§ **BRANO PROPOSTO**
.....
2024
Ogni giorno ascoltiamo, leggiamo, pronunciamo innumerevoli parole, non pensando al potere illimitato che hanno nella nostra vita ed in quella degli altri. Un suono che si propaga dentro e fuori di noi, una vibrazione semantica che raggiunge le nostre cellule con un messaggio subliminale in grado di modificarle. Abracadabra la ricordiamo come una parola irreale e simpatica e a volte anche un po’ ridicola, che veniva spesso citata in alcuni grossolani spettacoli di magia per famiglie.
Una parola magica e sconosciuta che in realtà ha un’interessante valenza etimologica.
Ormai chi legge i miei articoli o ascolta i miei interventi, sa che mi piace ricercare il significato etimologico dei termini. In esso ritrovo sempre un potere simbolico e un linguaggio archetipo che inconsciamente ci comunica qualcosa al di là della superficialità sulla quale galleggia l’apparenza di termini di uso comune. Di Abracadabra vi sono molti riferimenti etimologici che spaziano dall’antico Egitto ai Celti attraversando l’Impero Romano. Quelli più citati sono: l’aramaico (Avrah kaDabra), che significa “io creo mentre parlo”, l’ebraico (Ha-berakih daberih) che vorrebbe dire “questo avviene mentre viene detto”. Una parola magica che aveva il potere di trasmutare alchemicamente il fato e la materia. Utilizzata da Quinto Sereno Sammonico, medico romano del III secolo d.C., in alcuni passaggi del suo Liber Medicinalis, nel quale forniva ricette per la guarigione e citava anche l’esistenza di un amuleto triangolare dal vertice capovolto, che riportava la magica parola in una specifica sequenza, utilizzato come cura per la febbre. Tutto questo contribuì a fare di Abracadabra uno dei vocaboli e dei simboli esoterici più usati a scopo magico-rituale per tutto il Medioevo, fino ad arrivare nella Londra del 1600, dove gli abitanti, dinnanzi alla peste, disperati, appendevano questo talismano fuori dalle proprie porte, sperando che tenesse lontano la cattiva sorte. Immaginazione o illusione, fede o superstizione, questa parola è sopravvissuta all’oblio del tempo mantenendo il suo riconoscimento magico. La questione non è nel credere se esiste la magia, ma nel riconoscere il potere della trasformazione che le parole, nessuna esclusa, hanno nella rappresentazione dei nostri pensieri.
.....
§ **LAVORO RICHIESTO**
**1.** Indica in quale secolo visse il medico romano Quinto Sereno Sammonico secondo il brano proposto.
**2.** Stabilisci se ciascuna affermazione concorda con il brano proposto, rispondendo sì o no e citando le parole decisive del testo. (a) L'amuleto triangolare descritto da Sammonico veniva usato contro la febbre. (b) L'espressione aramaica Avrah kaDabra significa "questo avviene mentre viene detto". (c) Nella Londra del 1600 gli abitanti appendevano il talismano fuori dalle porte di casa.

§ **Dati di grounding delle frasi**
.....
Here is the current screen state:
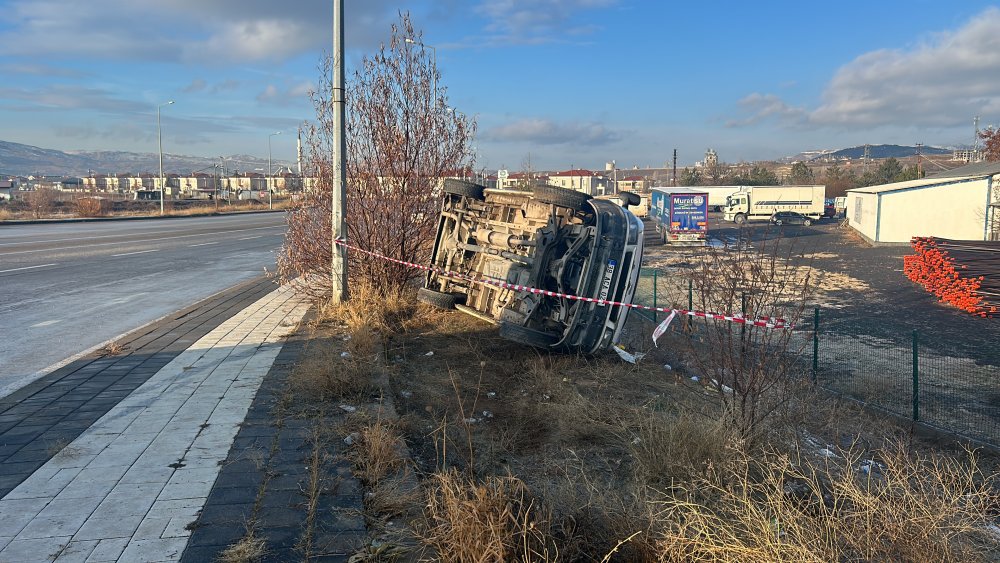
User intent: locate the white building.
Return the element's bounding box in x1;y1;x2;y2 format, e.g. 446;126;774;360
549;169;608;196
847;162;1000;244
.....
§ **SOLUZIONI PER COMPITO**
**1.** Nel III secolo d.C.

**2.**
(a) Sì: «utilizzato come cura per la febbre».
(b) No: «l’aramaico (Avrah kaDabra), che significa “io creo mentre parlo”».
(c) Sì: «appendevano questo talismano fuori dalle proprie porte».